● **TASK INSTRUCTIONS**
Transcribe all data verbatim. Skip the pictures.

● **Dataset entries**
- - - - -
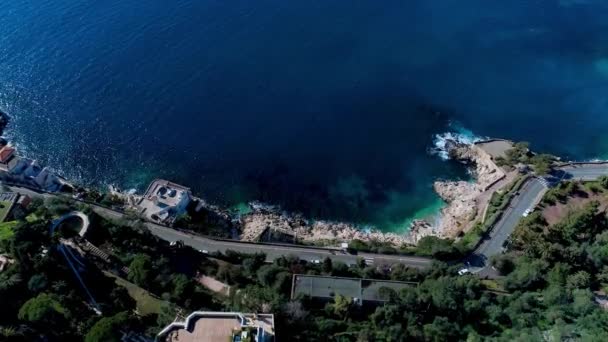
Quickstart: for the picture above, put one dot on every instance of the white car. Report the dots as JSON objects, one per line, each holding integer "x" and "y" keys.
{"x": 464, "y": 271}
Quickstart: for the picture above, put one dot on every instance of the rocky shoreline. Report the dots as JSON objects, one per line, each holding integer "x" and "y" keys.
{"x": 464, "y": 203}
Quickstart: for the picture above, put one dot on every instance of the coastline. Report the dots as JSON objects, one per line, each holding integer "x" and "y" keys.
{"x": 462, "y": 205}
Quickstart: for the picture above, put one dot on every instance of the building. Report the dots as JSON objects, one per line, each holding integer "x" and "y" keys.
{"x": 362, "y": 291}
{"x": 164, "y": 201}
{"x": 210, "y": 326}
{"x": 6, "y": 153}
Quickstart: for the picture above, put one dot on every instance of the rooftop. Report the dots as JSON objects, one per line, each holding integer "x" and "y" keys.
{"x": 329, "y": 287}
{"x": 6, "y": 153}
{"x": 221, "y": 327}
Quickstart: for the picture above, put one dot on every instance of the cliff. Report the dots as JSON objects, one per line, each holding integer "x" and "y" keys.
{"x": 466, "y": 200}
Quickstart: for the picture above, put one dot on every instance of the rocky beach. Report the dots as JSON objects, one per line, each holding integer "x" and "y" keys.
{"x": 465, "y": 202}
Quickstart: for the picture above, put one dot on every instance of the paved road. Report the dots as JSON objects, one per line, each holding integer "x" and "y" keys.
{"x": 529, "y": 195}
{"x": 584, "y": 171}
{"x": 85, "y": 222}
{"x": 272, "y": 251}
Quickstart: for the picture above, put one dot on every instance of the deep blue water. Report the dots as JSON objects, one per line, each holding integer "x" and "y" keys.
{"x": 324, "y": 106}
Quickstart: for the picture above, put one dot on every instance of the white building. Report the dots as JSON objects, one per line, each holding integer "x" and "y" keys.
{"x": 164, "y": 201}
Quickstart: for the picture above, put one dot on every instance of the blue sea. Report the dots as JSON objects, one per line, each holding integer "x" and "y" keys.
{"x": 326, "y": 107}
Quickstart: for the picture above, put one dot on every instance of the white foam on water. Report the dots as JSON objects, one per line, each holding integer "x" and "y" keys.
{"x": 459, "y": 134}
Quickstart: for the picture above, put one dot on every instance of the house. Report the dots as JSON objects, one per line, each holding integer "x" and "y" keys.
{"x": 12, "y": 205}
{"x": 6, "y": 153}
{"x": 164, "y": 201}
{"x": 220, "y": 327}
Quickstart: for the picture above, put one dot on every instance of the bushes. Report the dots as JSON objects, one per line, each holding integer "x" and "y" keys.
{"x": 108, "y": 329}
{"x": 44, "y": 307}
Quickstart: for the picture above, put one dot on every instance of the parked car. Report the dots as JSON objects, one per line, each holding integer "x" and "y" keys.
{"x": 464, "y": 271}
- - - - -
● **EXERCISE SOLUTION**
Quickstart: for the picture above, put one dot on every instance of the white car. Report the dots as JSON objects, one per line, each holding integer "x" and "y" keys.
{"x": 464, "y": 271}
Quickstart: for the picture above, put one dot on every instance of the rocky shoreline. Report the dots as JSON objects, one per line, each holding integer "x" and "y" keys.
{"x": 464, "y": 203}
Quickstart: for the picture above, put one dot on every instance of the coastline. Report the dots as JSON objects, one per line, each holding integer "x" and "y" keys.
{"x": 462, "y": 205}
Quickstart: for the picture above, put one dot on every instance of the building. Report the dots as JSON objects, one per line, each holding integer "x" and "y" keys.
{"x": 362, "y": 291}
{"x": 164, "y": 201}
{"x": 210, "y": 326}
{"x": 6, "y": 153}
Quickstart: for the picture above, put one dot on every instance of the rooftop. Report the dots as JSON objects, one per line, each holding integer "x" and "y" keys.
{"x": 329, "y": 287}
{"x": 6, "y": 153}
{"x": 221, "y": 327}
Quickstart: for the picture above, put one dot on every instance of the cliff. Report the dots as JSON objects, one per line, each holding integer "x" and "y" keys.
{"x": 466, "y": 200}
Quickstart: for the picture above, put one dot on every instance of the rocky beach. Report the dots as JSON objects, one per line, each holding integer "x" and "y" keys.
{"x": 465, "y": 202}
Quickstart: for the picture above, put one dot on every instance of the paved road. Report the dots as JSON objects, one per line, each holding integer "x" and "y" keys.
{"x": 529, "y": 195}
{"x": 584, "y": 171}
{"x": 85, "y": 222}
{"x": 272, "y": 251}
Quickstart: for the picture above, put one dot on every instance of the deep blue water. Report the dots as JSON objects, one per line, each holding integer "x" and "y" keys.
{"x": 324, "y": 106}
Quickstart: for the picture above, put one dot on every instance of the white building. Report the dots as JSON objects, one per line, each holding integer "x" and "y" keys.
{"x": 164, "y": 201}
Quickstart: for the picture above, put one dot on every instance of the blue sea. Report the dots as JSON objects, one per line, each holding integer "x" and "y" keys.
{"x": 326, "y": 107}
Quickstart: for the picture above, put one dot on every instance of the white foam on water. Report the dots as JSON objects, one per line, each holding integer "x" and "y" keys.
{"x": 459, "y": 134}
Quickstart: for the picture above, put one dot on every instance of the house. Report the dots as JSON objects, one per line, each holding integer "x" and "y" keys.
{"x": 12, "y": 205}
{"x": 6, "y": 153}
{"x": 164, "y": 201}
{"x": 220, "y": 327}
Quickstart: for the picture above, put one dot on every instance of the bushes. Report the dots as JSON objects, one per line, each holding integer "x" and "y" keys.
{"x": 108, "y": 329}
{"x": 44, "y": 307}
Quickstart: for the picture above, put one dot on every instance of the parked car. Report the dots as JSON objects, one per line, each holding integer "x" and "y" keys.
{"x": 464, "y": 271}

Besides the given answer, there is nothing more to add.